**Описание задания:** Воспроизведите отрывок о Химене от слов "Восторжествуй в борьбе, где" до слов "не одолел врага." включительно, переименовав "Эльвирой" в "наперсницей".

**Показанный отрывок:**
Родриго покорствует у меня долгу, не поступаясь любовью; Химена действует точно так же: страдания, на которые она обречена своей верностью тени отца, не властны поколебать ее решимость, и если в присутствии возлюбленного ей все-таки случается порой сделать неверный шаг, поступь ее тут же обретает былую твердость — Химена не только сознает свою ошибку, о которой она предупреждает нас, но неизменно отрекается от слов, вырвавшихся у нее при виде любимого. Нет нужды с упреком напоминать ей, сколь неприлично видеться с возлюбленным, после того как он убил отца, — она сама признает, что только этот промах и может поставить ей в вину злословие. Пусть даже в порыве страсти она уверяет Родриго, будто жаждет, чтобы все узнали, что она любит и все-таки преследует его, — это отнюдь не свидетельствует о бесповоротной ее решимости: пред лицом короля она всячески силится скрыть свою любовь. Когда Химена провожает Родриго на бой с доном Санчо и у нее вырывается ободрительное напутствие:

Восторжествуй в борьбе, где цель — рука моя, —

она не довольствуется бегством со стыда за свое признание; как только она оказывается наедине с Эльвирой, коей поверяет все свои душевные движения, и вид любимого человека перестает сковывать ее волю, Химена высказывает куда более рассудительное пожелание, равно удовлетворяющее и ее добродетель и ее любовь. Она молит небо дать поединку завершиться так,

Чтоб из двоих никто не одолел врага.

Если она и не скрывает своей склонности к Родриго из боязни достаться дону Санчо, к коему питает отвращение, то это вовсе не сводит на нет угрозу, произнесенную ею чуть раньше: в случае победы Родриго двинуть на него несметную рать, невзирая на условия дуэли и обещание короля. Даже взрыв страсти, с коей она снимает узду, решив, что Родриго убит, не мешает ей яростно отвергать условия дуэли, отдающие ее возлюбленному, и умолкает она, лишь когда король откладывает брак и тем самым позволяет ей надеяться, что со временем может возникнуть какое-либо новое препятствие для ее замужества. Мне, разумеется, известно, что молчание принято считать знаком согласия, но когда говорит государь — это не совсем так. Обычный ответ на его слова — одобрение, и единственный способ почтительно возразить ему состоит в том, чтобы промолчать, если, конечно, приказ его не надо выполнять немедленно и с этим можно повременить в законной надежде на какую-нибудь непредвиденную помеху.

**Строки набора данных:**

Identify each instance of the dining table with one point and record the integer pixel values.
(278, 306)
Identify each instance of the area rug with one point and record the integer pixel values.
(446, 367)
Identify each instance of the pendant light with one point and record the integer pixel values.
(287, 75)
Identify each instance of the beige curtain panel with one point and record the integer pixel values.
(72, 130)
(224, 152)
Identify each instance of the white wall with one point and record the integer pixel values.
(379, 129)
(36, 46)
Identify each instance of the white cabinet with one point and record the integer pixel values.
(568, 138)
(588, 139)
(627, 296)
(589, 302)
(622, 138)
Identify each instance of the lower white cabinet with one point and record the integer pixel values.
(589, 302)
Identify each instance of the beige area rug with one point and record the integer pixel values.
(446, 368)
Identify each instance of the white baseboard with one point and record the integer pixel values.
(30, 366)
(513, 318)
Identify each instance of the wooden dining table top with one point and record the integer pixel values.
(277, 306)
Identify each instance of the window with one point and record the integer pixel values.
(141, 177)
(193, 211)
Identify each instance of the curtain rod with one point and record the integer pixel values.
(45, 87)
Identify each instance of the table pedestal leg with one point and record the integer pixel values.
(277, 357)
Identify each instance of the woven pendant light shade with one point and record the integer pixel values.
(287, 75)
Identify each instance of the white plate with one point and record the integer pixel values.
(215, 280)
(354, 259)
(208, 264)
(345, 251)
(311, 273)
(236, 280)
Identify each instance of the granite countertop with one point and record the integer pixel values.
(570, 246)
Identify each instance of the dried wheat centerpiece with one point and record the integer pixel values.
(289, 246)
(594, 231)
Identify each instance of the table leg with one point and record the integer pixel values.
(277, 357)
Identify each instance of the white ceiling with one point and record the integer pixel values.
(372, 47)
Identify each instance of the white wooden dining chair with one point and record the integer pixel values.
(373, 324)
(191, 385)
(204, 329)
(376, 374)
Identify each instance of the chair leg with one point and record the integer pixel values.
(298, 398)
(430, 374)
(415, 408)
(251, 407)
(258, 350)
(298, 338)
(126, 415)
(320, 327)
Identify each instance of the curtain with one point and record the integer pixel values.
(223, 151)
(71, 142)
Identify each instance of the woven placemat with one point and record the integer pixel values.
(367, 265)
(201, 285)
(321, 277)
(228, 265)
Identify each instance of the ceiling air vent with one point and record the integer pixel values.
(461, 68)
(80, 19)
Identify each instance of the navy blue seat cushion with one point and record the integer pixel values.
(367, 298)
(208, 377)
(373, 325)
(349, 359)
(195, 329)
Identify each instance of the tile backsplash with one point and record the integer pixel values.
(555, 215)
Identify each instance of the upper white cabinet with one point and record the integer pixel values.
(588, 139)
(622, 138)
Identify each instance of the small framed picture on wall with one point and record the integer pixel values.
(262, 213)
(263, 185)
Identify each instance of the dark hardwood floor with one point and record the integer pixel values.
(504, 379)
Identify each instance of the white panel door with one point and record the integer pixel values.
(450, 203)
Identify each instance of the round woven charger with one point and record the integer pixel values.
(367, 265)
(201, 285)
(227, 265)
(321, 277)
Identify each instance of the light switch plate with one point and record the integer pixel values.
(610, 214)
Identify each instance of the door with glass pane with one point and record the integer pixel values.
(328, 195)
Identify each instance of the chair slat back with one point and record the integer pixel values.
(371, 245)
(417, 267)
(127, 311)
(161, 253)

**Ответ к заданию:**
Восторжествуй в борьбе, где цель — рука моя, —

она не довольствуется бегством со стыда за свое признание; как только она оказывается наедине с наперсницей, коей поверяет все свои душевные движения, и вид любимого человека перестает сковывать ее волю, Химена высказывает куда более рассудительное пожелание, равно удовлетворяющее и ее добродетель и ее любовь. Она молит небо дать поединку завершиться так,

Чтоб из двоих никто не одолел врага.